#### [Detalles de tarea]
Presente como lista numerada únicamente las líneas comprendidas entre la que contiene "Could you please outline every instance of the tall" y el final de las entradas, ambos extremos incluidos, y omita las líneas en blanco.

#### [Entradas del conjunto de anotaciones]
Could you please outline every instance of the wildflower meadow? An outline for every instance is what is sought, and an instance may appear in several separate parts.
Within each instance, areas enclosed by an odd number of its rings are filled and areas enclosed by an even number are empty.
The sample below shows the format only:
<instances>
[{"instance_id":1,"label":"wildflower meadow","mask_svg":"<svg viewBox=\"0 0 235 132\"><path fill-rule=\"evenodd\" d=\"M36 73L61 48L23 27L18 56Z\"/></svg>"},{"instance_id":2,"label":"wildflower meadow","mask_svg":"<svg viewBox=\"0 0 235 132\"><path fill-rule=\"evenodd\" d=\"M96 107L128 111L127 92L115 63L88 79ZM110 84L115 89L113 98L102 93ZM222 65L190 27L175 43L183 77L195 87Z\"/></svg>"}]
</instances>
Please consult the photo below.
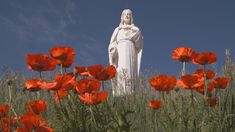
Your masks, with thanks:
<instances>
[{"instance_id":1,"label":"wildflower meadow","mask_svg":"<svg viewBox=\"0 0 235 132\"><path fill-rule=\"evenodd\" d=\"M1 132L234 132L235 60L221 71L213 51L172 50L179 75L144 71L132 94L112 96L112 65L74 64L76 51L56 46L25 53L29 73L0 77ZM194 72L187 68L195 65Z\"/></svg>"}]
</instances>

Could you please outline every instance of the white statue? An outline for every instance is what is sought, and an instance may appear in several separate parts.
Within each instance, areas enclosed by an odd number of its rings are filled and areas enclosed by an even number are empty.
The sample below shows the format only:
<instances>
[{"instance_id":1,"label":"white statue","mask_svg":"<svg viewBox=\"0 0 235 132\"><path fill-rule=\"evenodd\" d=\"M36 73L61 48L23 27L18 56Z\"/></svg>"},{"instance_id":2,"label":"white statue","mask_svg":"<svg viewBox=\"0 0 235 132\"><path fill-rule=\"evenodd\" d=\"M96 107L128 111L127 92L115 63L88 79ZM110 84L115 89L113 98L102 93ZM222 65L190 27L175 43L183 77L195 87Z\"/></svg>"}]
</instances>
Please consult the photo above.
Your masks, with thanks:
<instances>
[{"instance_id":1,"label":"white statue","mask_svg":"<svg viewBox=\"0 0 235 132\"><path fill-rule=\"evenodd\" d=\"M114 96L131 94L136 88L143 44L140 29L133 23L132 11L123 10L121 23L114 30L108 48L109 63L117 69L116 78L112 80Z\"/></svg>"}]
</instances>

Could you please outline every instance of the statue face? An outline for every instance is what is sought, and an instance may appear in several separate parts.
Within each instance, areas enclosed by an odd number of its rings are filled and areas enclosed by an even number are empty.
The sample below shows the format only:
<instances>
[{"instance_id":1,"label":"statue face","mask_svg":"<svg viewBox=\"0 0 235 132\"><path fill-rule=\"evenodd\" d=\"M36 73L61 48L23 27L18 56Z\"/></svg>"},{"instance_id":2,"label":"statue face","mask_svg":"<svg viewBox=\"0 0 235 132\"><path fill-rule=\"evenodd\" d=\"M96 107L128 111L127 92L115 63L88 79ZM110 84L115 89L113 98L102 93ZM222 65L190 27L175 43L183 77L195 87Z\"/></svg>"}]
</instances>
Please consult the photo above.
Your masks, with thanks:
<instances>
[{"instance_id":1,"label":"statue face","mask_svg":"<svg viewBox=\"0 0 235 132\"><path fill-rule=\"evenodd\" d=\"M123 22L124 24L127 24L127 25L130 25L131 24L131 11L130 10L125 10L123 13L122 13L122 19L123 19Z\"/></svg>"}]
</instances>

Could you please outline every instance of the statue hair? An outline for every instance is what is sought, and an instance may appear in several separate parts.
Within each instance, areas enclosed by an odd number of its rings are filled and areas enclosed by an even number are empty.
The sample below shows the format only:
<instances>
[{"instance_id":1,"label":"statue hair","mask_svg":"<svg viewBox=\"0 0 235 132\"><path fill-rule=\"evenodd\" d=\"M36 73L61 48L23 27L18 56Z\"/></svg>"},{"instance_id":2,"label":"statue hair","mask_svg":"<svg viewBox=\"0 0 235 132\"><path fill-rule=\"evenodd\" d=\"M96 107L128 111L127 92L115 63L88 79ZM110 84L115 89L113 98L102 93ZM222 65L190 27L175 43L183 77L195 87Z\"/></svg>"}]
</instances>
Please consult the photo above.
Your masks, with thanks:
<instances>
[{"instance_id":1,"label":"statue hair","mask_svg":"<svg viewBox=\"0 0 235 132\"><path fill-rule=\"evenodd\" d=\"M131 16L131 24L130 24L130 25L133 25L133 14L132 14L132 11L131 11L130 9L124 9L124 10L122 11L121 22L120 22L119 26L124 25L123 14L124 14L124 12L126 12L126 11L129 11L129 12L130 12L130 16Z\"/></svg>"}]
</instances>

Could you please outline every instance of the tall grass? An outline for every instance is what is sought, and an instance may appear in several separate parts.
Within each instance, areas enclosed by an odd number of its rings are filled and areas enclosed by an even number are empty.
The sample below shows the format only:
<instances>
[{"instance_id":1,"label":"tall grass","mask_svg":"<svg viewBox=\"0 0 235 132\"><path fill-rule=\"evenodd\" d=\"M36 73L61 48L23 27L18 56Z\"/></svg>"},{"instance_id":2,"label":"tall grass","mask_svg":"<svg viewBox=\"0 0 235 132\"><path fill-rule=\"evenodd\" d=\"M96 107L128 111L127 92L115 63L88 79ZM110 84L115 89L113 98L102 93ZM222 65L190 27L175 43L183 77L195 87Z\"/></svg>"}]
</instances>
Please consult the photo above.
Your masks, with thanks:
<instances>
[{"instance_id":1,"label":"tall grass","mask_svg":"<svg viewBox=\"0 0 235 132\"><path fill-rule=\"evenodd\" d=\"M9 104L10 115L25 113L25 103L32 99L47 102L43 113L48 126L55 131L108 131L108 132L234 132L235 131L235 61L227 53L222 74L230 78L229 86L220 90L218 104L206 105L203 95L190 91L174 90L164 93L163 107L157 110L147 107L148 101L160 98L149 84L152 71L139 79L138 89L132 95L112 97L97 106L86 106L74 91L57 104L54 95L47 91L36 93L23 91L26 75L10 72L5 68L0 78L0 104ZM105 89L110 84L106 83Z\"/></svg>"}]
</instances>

#### [Resultado correcto]
1. Could you please outline every instance of the tall grass? An outline for every instance is what is sought, and an instance may appear in several separate parts.
2. Within each instance, areas enclosed by an odd number of its rings are filled and areas enclosed by an even number are empty.
3. The sample below shows the format only:
4. <instances>
5. [{"instance_id":1,"label":"tall grass","mask_svg":"<svg viewBox=\"0 0 235 132\"><path fill-rule=\"evenodd\" d=\"M36 73L61 48L23 27L18 56Z\"/></svg>"},{"instance_id":2,"label":"tall grass","mask_svg":"<svg viewBox=\"0 0 235 132\"><path fill-rule=\"evenodd\" d=\"M96 107L128 111L127 92L115 63L88 79ZM110 84L115 89L113 98L102 93ZM222 65L190 27L175 43L183 77L195 87Z\"/></svg>"}]
6. </instances>
7. Please consult the photo above.
8. Your masks, with thanks:
9. <instances>
10. [{"instance_id":1,"label":"tall grass","mask_svg":"<svg viewBox=\"0 0 235 132\"><path fill-rule=\"evenodd\" d=\"M9 104L10 115L25 113L25 103L32 99L47 102L43 113L48 126L55 131L108 131L108 132L234 132L235 131L235 61L227 53L222 74L230 78L229 86L220 90L218 104L206 105L203 95L190 91L174 90L164 93L163 107L157 110L147 107L148 101L160 98L149 84L152 71L139 79L138 89L132 95L112 97L97 106L86 106L74 91L57 104L54 95L47 91L36 93L23 91L26 75L10 72L5 68L0 78L0 104ZM105 89L110 84L106 83Z\"/></svg>"}]
11. </instances>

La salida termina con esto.